━━━━━ The input ━━━━━
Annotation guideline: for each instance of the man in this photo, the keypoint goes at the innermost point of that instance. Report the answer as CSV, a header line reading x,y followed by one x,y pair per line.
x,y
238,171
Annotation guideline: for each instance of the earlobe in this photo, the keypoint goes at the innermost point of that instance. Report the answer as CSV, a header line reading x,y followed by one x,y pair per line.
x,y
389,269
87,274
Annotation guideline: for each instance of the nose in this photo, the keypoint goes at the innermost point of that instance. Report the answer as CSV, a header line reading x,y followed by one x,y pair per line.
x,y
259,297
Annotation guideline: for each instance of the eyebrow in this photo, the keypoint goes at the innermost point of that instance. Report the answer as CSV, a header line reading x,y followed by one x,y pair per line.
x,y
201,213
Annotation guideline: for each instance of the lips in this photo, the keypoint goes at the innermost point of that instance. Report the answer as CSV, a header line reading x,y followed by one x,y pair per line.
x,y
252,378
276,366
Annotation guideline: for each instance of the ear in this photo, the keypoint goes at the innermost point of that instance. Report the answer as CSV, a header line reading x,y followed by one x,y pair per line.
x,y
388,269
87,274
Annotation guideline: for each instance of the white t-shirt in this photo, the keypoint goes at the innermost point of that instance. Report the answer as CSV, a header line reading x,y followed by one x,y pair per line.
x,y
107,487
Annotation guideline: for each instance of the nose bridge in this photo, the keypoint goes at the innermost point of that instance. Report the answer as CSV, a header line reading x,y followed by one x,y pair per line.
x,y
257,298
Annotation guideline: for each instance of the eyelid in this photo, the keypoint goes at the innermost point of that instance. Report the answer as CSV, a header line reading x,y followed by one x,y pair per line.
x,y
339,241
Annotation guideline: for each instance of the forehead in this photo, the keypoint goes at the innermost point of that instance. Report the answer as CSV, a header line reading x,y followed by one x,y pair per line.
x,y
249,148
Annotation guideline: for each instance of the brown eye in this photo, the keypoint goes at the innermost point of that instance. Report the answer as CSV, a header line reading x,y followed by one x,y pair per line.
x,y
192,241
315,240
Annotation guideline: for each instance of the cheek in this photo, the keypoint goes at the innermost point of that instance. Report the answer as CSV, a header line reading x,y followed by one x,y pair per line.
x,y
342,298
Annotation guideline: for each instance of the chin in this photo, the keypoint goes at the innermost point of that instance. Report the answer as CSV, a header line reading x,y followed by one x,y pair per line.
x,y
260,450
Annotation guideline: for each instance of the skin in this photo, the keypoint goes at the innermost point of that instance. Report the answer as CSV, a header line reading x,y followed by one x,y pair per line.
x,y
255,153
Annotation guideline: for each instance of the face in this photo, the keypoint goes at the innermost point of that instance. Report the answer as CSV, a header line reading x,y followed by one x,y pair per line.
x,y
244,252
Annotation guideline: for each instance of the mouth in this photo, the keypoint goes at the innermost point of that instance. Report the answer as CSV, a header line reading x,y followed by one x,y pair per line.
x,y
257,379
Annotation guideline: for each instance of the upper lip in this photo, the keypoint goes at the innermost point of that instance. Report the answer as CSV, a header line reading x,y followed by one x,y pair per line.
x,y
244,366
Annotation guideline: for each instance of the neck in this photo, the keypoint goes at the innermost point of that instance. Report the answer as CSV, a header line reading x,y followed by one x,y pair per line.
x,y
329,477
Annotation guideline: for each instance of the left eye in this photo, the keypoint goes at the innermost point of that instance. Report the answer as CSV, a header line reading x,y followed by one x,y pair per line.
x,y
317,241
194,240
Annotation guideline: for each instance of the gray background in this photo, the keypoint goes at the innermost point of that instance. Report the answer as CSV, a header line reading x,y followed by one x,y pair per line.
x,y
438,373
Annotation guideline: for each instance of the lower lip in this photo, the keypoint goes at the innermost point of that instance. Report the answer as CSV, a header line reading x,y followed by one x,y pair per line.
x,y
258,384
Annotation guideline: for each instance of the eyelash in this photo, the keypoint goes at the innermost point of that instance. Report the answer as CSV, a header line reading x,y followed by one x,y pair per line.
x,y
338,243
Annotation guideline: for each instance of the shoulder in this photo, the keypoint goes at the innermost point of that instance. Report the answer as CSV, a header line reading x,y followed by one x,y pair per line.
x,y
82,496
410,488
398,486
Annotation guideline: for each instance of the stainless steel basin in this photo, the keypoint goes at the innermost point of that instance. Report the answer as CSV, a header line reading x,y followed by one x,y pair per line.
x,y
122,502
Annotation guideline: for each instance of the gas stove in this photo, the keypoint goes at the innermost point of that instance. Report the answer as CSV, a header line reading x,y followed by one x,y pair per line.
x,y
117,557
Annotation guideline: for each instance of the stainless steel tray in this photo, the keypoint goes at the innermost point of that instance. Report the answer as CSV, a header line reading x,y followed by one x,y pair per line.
━━━━━
## Exercise prompt
The whole listing should be transcribed word for word.

## Response for this exercise
Annotation guideline: for each instance of the man in this photo, the keypoint goes at the innermost point of that instance. Report the answer as CSV, a header line reading x,y followed by one x,y pair per line.
x,y
238,171
Annotation guideline: for each instance of the earlobe in this photo, the keypoint goes at the innermost point of that instance. Report the answer as CSV, a header line reading x,y followed by one x,y pair per line.
x,y
389,269
87,274
Annotation guideline: for each instance of the nose in this photo, the keypoint goes at the innermost point of that instance. Report the answer as CSV, a header line reading x,y followed by one x,y pair per line.
x,y
259,297
Annotation guideline: for each instance of the eyebrow in this photo, the keypoint goes at the innermost point of that instance. Report the answer as CSV, a header line reading x,y followed by one x,y pair per line.
x,y
201,213
Annotation guideline: for each instance of the lips in this photo, the keypoint goes at the innermost point of that instance. Report the answer as CSV, a header line reading x,y followed by one x,y pair per line.
x,y
252,378
276,366
Annotation guideline: for each instance of the ear in this photo, the keypoint goes at the innermost point of that instance. Report the answer as CSV, a header line reading x,y followed by one x,y pair per line.
x,y
388,269
87,274
Annotation guideline: for each instance of the white t-shirt in this photo, the keypoint goes at the innermost point of that instance. Report the answer as CSV, a header line reading x,y followed by one x,y pair per line.
x,y
107,487
Annotation guideline: for each instance of the nose bridge in this photo, the keypoint goes at the innermost point of that instance. Report the answer as CSV, a header line reading x,y followed by one x,y pair per line.
x,y
257,298
Annotation guideline: for each instance of the eyelid in this photo, the keypoint goes at the innermost point of that instance. Report the answer as CSV, a header line reading x,y followed by one x,y pair per line.
x,y
339,241
Annotation guideline: for each instance of the forehead in this photo, the keypoint goes at the innermost point of that instance. Report the answer as CSV, a header line reading x,y followed by one x,y pair per line.
x,y
249,148
Annotation guideline: for each instance of the brown eye in this photo, the keypoint goes at the innermost point of that instance. Report the answer as CSV, a header line reading x,y followed by one x,y pair per line.
x,y
192,241
315,240
Annotation guideline: for each instance of the cheek in this photo, the keypoint goes at the innermost point of that instance. Report the answer as CSV, a header line reading x,y followed by one x,y pair per line.
x,y
342,298
Annotation guideline: for each instance of the chin in this photo, the keypoint goes at the innermost point of that instance. Report the answer as CSV, a header line reading x,y followed by one x,y pair per line.
x,y
260,450
Annotation guideline: for each instance of the skin in this photo, the keypoint goes at the innermost point of that instance. Report the answer as CSV, a header line reading x,y followed by one x,y pair per line.
x,y
255,153
Annotation guideline: for each instance of the face in this photo, the keypoint goes at the innermost point of that instance. Report the answer as CSV, a header line reading x,y followed by one x,y pair per line.
x,y
244,252
Annotation guideline: for each instance of the mouth in this photo, the keypoint goes at the innermost point of that instance. Report the answer as CSV, a header line reading x,y followed by one x,y pair per line.
x,y
257,379
Annotation guideline: for each instance of the upper lip in this photo, the keypoint goes at the innermost point of that instance. Report the answer as CSV, a header line reading x,y followed by one x,y pair per line.
x,y
244,366
Annotation guideline: for each instance of the neck in this photo, the keypoint goes at the innermost point of that instance. Report the answer as CSV, a header line reading x,y followed by one x,y pair per line.
x,y
329,477
Annotation guideline: for each instance of the left eye in this photo, the keypoint goes at the innermost point of that instance. Report the answer as CSV, a header line reading x,y followed by one x,y pair per line.
x,y
317,241
194,240
Annotation guideline: for each instance of the gray background in this photo, the keypoint goes at the innermost point of that instance. Report the answer as CSV, a header line reading x,y followed by one x,y pair per line.
x,y
438,373
Annotation guideline: for each instance of the lower lip in this photo, the keypoint goes at the innermost point of that instance. Report the answer as CSV, a header line reading x,y followed by one x,y pair per line.
x,y
258,384
Annotation guideline: for each instance of the eyelash in this photo, the keypoint goes at the innermost point of that instance. Report the answer as CSV, a header line reading x,y followed by one x,y pair per line.
x,y
338,243
Annotation guideline: for each instance of the shoulder in this photo, the keypoint goes at the innermost point of that instance. Report the answer as CSV, a header line reading x,y followed by one x,y pair per line.
x,y
82,496
410,488
398,486
Annotation guideline: for each instance of the stainless steel basin in this photo, the keypoint goes at the innermost point of that instance. Report the answer as CSV, a header line reading x,y followed by one x,y pair per line.
x,y
122,502
Annotation guideline: for each instance of the gas stove in this photo, the keypoint goes at the innermost point of that instance. Report the answer as CSV, a header line reading x,y followed by one x,y pair per line.
x,y
117,557
Annotation guideline: for each instance of the stainless steel tray in this photo, the keypoint goes at the innermost point of that instance. Report the answer as CSV, a header line reading x,y followed by one x,y pair per line.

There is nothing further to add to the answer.